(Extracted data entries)
#####
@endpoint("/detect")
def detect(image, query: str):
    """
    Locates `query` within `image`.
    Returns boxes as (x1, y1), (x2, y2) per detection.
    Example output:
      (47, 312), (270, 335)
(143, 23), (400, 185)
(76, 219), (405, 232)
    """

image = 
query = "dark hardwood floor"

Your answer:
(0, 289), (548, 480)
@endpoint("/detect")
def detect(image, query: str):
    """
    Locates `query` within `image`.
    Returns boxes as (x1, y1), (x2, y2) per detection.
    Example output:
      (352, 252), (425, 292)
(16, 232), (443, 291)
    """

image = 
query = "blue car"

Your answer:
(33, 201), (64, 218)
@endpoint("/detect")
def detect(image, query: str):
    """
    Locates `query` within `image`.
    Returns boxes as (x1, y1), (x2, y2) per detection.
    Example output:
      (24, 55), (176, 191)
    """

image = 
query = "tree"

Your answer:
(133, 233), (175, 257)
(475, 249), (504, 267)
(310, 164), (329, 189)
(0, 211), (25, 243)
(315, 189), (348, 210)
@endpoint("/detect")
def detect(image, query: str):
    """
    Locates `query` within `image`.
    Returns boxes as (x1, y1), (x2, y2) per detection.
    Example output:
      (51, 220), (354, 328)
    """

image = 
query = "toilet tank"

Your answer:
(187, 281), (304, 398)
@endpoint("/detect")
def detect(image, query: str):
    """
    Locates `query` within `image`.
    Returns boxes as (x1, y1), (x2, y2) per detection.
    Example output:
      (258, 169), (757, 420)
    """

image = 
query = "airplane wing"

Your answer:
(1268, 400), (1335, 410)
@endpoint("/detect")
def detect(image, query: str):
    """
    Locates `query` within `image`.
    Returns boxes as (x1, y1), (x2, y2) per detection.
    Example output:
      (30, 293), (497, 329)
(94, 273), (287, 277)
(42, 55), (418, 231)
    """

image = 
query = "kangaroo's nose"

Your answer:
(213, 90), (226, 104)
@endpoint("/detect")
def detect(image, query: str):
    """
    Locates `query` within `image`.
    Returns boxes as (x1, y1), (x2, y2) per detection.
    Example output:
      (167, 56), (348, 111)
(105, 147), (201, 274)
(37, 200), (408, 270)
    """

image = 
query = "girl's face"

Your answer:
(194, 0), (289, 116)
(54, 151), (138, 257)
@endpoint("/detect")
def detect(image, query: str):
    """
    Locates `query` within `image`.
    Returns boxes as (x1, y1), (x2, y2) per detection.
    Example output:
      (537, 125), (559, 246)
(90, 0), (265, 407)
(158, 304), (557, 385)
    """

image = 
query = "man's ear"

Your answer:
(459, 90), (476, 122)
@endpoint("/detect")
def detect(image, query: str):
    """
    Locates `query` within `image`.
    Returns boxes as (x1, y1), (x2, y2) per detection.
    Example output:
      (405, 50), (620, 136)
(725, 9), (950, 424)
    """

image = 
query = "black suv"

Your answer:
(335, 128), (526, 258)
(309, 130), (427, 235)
#####
- [Description of the task]: Extract every line of the rows unchanged, from the very first line down to and including the line that contains "(33, 201), (64, 218)".

- [Full solution]:
@endpoint("/detect")
def detect(image, query: str):
    """
    Locates `query` within `image`.
    Returns boxes as (x1, y1), (x2, y2) per detection.
    Example output:
      (47, 312), (270, 335)
(143, 23), (400, 185)
(76, 219), (405, 232)
    """

image = 
query = "dark hardwood floor"

Your answer:
(0, 289), (548, 480)
@endpoint("/detect")
def detect(image, query: str):
    """
    Locates `query` within `image`.
    Returns boxes as (x1, y1), (x2, y2) per detection.
    Example output:
      (352, 252), (425, 292)
(16, 232), (443, 291)
    """

image = 
query = "blue car"

Your answer:
(33, 201), (64, 218)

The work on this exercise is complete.